***** Passage provided

= YSU Academic Challenge =

American high school quiz bowl program

YSU Academic Challenge is the Youngstown, Ohio area high school quiz bowl program that airs on ABC station WYTV on Saturday nights and reairs on Sunday nights on MyYTV. Stan Boney, the chief meteorologist at WYTV, is the host of this program that premiered in 2002. In 2008 Academic Challenge changed its appearance but kept its old rules.

==Original format==

When it premiered, the show was taped at Bliss Hall on the campus of Youngstown State University. Two teams of four students representing different high schools across the WYTV viewing area compete in a game similar to that of the format of College Bowl.

In the first season, questions were restricted to ten categories announced by the host at the start of the show (e.g. Social Science, Sports and Leisure). One team was given a category and a question. A correct answer was worth 10 points, and the right to answer more questions until the team missed one. Upon an incorrect answer, the other team could attempt that same question, but its value was halved.

Towards the end of the match, the teams could wager any part of or all of their points to answer one final question, à la Final Jeopardy! on Jeopardy! A correct answer added the wagered points, while an incorrect answer deducted them. The team with the most points won the game and advanced through further rounds of an elimination tournament to determine the champion.

**********
***** Excerpted records

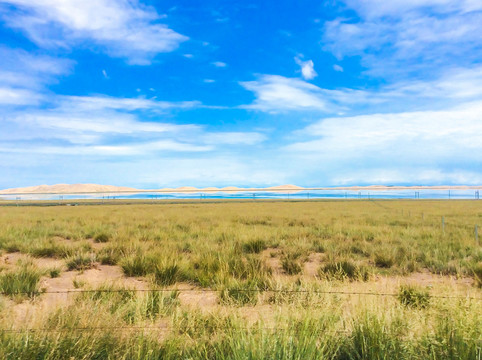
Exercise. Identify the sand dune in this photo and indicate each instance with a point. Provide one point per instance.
(95, 188)
(285, 187)
(66, 189)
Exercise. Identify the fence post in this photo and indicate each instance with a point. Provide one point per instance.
(476, 235)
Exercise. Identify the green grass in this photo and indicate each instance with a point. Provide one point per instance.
(22, 282)
(249, 263)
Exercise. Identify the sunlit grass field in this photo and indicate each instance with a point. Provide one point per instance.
(242, 280)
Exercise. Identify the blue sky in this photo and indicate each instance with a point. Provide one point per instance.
(216, 93)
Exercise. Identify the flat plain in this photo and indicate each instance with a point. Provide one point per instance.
(242, 280)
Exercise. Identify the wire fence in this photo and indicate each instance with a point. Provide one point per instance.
(287, 291)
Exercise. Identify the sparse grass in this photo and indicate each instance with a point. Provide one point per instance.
(54, 272)
(167, 274)
(81, 261)
(291, 264)
(413, 296)
(138, 264)
(343, 270)
(101, 238)
(254, 246)
(21, 282)
(255, 311)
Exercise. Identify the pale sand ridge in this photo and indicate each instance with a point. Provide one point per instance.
(96, 188)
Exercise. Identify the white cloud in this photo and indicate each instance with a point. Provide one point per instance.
(276, 94)
(234, 138)
(404, 37)
(101, 125)
(411, 141)
(13, 96)
(19, 68)
(124, 29)
(219, 64)
(91, 103)
(307, 68)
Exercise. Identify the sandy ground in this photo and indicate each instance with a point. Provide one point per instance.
(60, 291)
(110, 189)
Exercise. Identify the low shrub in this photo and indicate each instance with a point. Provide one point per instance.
(383, 261)
(413, 296)
(290, 264)
(138, 265)
(23, 281)
(254, 246)
(54, 272)
(343, 270)
(167, 274)
(240, 294)
(477, 272)
(81, 261)
(101, 238)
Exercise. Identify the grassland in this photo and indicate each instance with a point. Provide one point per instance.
(248, 280)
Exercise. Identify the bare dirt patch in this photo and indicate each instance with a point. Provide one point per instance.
(273, 262)
(312, 265)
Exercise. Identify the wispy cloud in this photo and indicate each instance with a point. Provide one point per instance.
(307, 68)
(406, 145)
(123, 29)
(425, 36)
(219, 64)
(276, 94)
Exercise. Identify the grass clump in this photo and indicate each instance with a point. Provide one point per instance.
(23, 281)
(54, 272)
(413, 296)
(290, 264)
(254, 246)
(167, 274)
(343, 270)
(477, 272)
(240, 294)
(383, 261)
(101, 238)
(138, 264)
(81, 261)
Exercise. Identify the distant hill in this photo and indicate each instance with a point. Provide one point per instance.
(96, 188)
(66, 189)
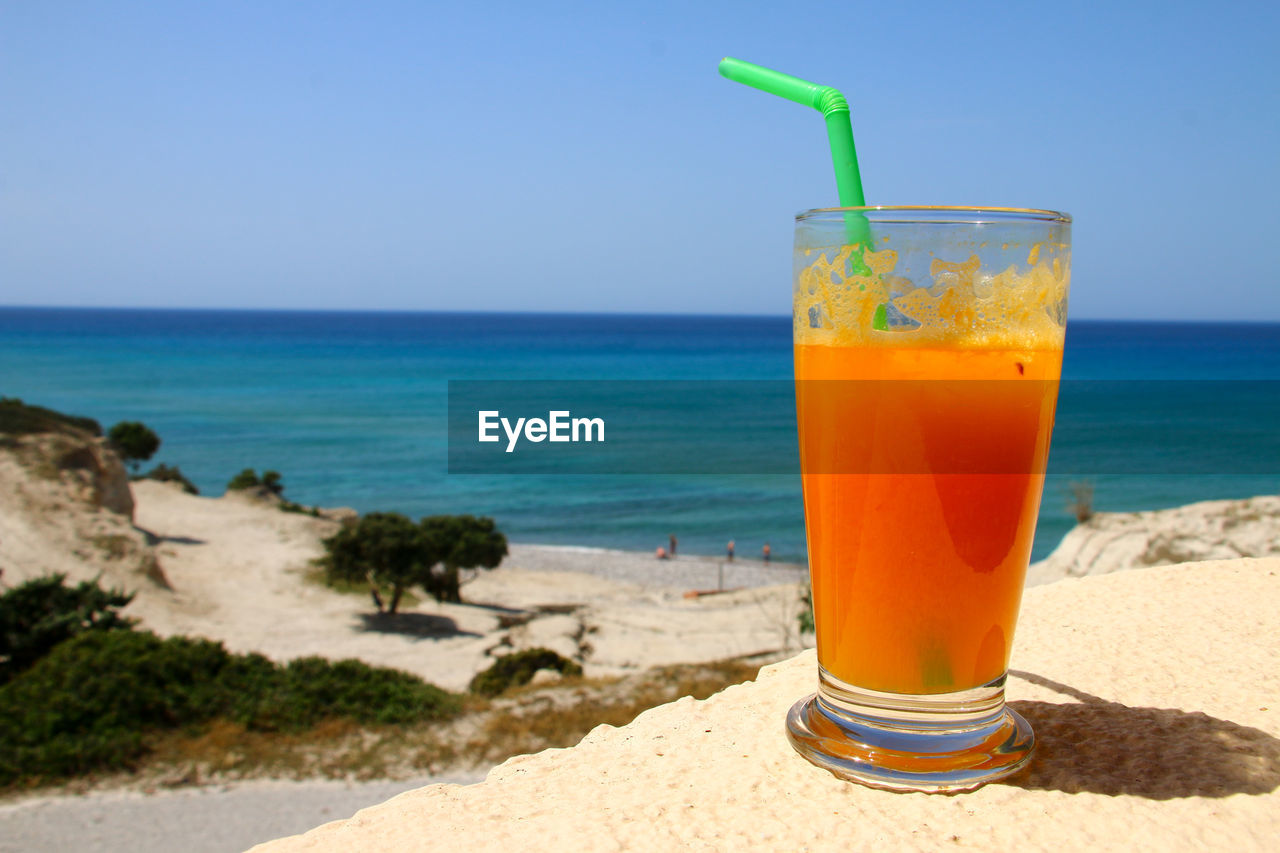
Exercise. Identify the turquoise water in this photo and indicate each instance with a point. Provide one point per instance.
(352, 409)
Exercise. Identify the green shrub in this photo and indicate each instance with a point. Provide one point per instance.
(133, 441)
(248, 479)
(519, 667)
(40, 614)
(91, 703)
(19, 419)
(174, 474)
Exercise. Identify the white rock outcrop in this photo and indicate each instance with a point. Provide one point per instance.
(1207, 530)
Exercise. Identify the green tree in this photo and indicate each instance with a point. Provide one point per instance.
(383, 548)
(458, 542)
(391, 552)
(133, 441)
(248, 479)
(40, 614)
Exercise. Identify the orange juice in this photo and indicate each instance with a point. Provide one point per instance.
(923, 466)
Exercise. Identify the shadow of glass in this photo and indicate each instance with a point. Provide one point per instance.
(1160, 753)
(154, 539)
(424, 625)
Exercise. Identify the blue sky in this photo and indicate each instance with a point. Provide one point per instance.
(589, 158)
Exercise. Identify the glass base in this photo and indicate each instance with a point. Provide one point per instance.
(944, 742)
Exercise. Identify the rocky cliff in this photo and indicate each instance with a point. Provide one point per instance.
(65, 506)
(1207, 530)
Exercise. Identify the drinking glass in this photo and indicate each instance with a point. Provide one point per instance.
(928, 347)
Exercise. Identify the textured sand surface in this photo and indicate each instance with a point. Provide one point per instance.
(1155, 694)
(193, 820)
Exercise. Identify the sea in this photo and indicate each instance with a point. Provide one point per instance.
(352, 410)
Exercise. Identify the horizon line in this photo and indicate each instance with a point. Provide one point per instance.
(549, 313)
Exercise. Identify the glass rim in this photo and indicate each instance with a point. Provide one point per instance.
(964, 214)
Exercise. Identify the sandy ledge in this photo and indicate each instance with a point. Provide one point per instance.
(1155, 693)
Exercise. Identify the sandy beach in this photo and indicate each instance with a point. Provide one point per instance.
(241, 570)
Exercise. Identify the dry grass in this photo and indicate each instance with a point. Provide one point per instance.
(488, 731)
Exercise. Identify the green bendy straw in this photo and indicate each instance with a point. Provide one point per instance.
(840, 132)
(826, 100)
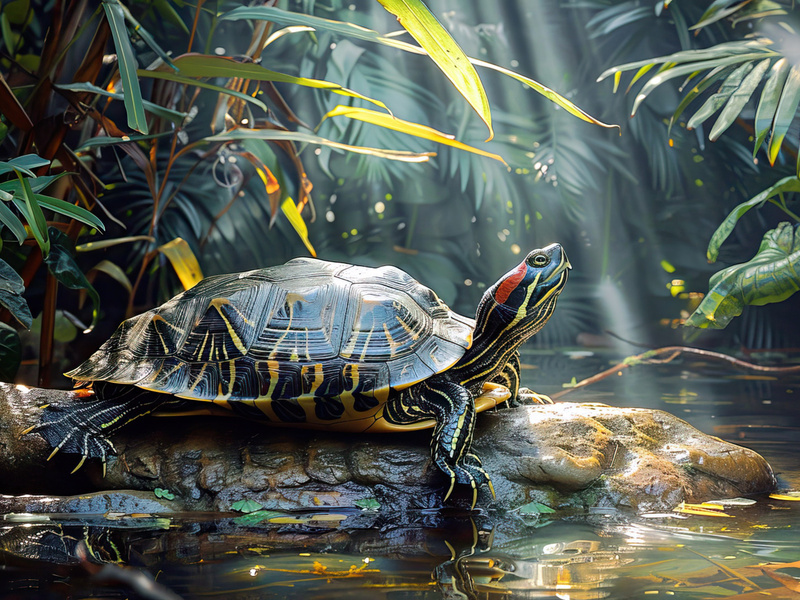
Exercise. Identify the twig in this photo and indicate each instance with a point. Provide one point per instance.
(650, 357)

**********

Task to complete: Print the YSU Academic Challenge article above in full, word for word, from its title through its last sentence.

Task output:
= YSU Academic Challenge =

American high school quiz bowl program

YSU Academic Challenge is the Youngstown, Ohio area high school quiz bowl program that airs on ABC station WYTV on Saturday nights and reairs on Sunday nights on MyYTV. Stan Boney, the chief meteorologist at WYTV, is the host of this program that premiered in 2002. In 2008 Academic Challenge changed its appearance but kept its old rules.

==Original format==

When it premiered, the show was taped at Bliss Hall on the campus of Youngstown State University. Two teams of four students representing different high schools across the WYTV viewing area compete in a game similar to that of the format of College Bowl.

In the first season, questions were restricted to ten categories announced by the host at the start of the show (e.g. Social Science, Sports and Leisure). One team was given a category and a question. A correct answer was worth 10 points, and the right to answer more questions until the team missed one. Upon an incorrect answer, the other team could attempt that same question, but its value was halved.

Towards the end of the match, the teams could wager any part of or all of their points to answer one final question, à la Final Jeopardy! on Jeopardy! A correct answer added the wagered points, while an incorrect answer deducted them. The team with the most points won the game and advanced through further rounds of an elimination tournament to determine the champion.